-- Records for this exercise follows --

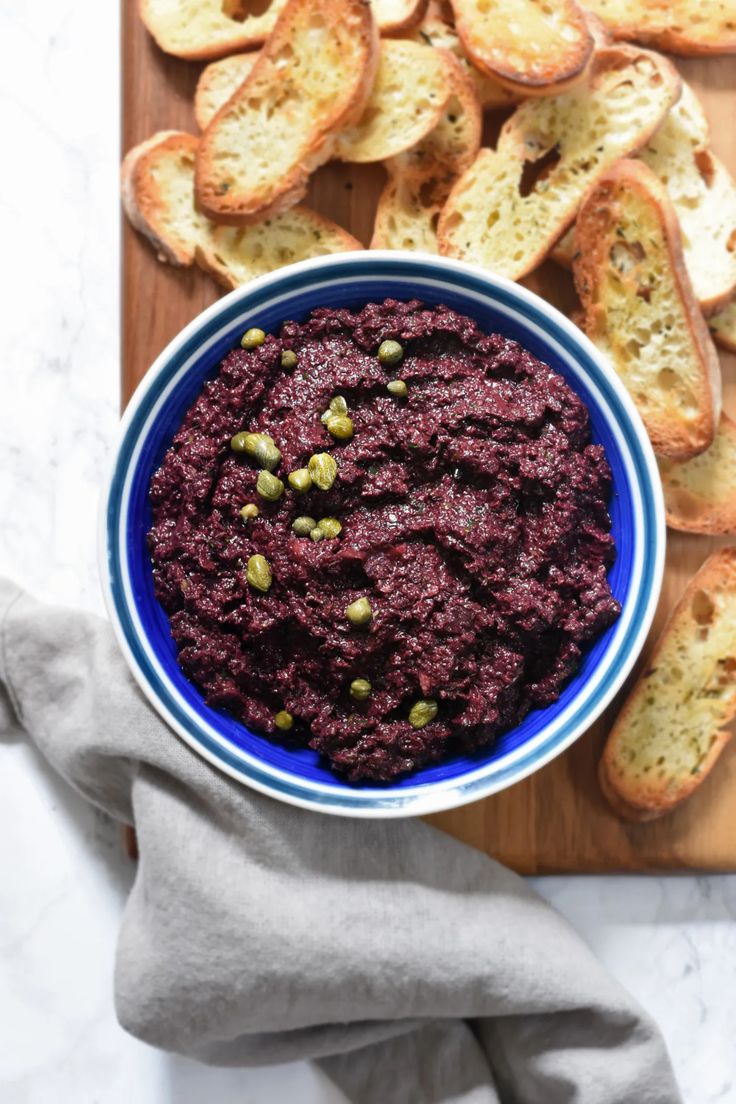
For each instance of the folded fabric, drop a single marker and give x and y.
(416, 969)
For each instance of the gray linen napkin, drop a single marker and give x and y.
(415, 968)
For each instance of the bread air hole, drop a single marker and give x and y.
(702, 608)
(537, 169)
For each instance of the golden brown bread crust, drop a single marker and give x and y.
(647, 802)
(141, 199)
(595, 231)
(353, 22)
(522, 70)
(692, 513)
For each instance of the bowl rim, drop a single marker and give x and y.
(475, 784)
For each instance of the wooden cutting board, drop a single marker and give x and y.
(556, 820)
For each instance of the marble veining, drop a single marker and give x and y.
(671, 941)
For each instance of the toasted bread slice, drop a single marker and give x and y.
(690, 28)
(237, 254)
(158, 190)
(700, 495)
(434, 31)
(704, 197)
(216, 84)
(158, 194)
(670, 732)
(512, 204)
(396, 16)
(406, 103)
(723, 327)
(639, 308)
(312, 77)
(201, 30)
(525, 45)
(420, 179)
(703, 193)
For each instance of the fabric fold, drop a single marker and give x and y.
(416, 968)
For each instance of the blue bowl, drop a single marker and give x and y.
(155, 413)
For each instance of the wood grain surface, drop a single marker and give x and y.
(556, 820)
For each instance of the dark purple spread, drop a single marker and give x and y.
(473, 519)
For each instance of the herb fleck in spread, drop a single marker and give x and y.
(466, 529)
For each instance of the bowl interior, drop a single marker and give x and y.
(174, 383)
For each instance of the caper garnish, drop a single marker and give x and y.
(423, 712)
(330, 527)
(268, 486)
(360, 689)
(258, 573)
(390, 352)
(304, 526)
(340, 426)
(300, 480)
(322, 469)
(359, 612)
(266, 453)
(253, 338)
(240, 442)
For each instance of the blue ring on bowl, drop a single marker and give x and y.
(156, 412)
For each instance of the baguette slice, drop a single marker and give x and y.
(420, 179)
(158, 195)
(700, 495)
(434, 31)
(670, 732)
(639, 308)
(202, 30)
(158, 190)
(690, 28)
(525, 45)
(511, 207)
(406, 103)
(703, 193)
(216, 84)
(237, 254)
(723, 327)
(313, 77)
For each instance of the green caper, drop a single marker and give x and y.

-- Records for this exercise concluded --

[Task statement] Word for word, repeat the lines that begin at the one with "For each instance of the bowl interior, drop" and continue to the end of the listing above.

[Result of the task]
For each instance of the bowl interior, drop a single marker and give x and y.
(174, 383)
For each instance of the caper garnish, drop a single marker and give x and y.
(423, 712)
(330, 527)
(268, 486)
(360, 689)
(258, 573)
(390, 352)
(304, 526)
(340, 426)
(300, 480)
(322, 469)
(359, 612)
(266, 453)
(253, 338)
(240, 442)
For each instance of the blue ring on bowl, drop a single marker and give x and y.
(156, 412)
For each instance of the baguette slice, drop a single marker and give x and y.
(420, 179)
(158, 195)
(700, 495)
(434, 31)
(670, 732)
(639, 308)
(202, 30)
(158, 190)
(690, 28)
(525, 45)
(511, 207)
(406, 103)
(703, 193)
(216, 84)
(237, 254)
(723, 327)
(313, 77)
For each instance of the green caper, drop a single marker and give x and y.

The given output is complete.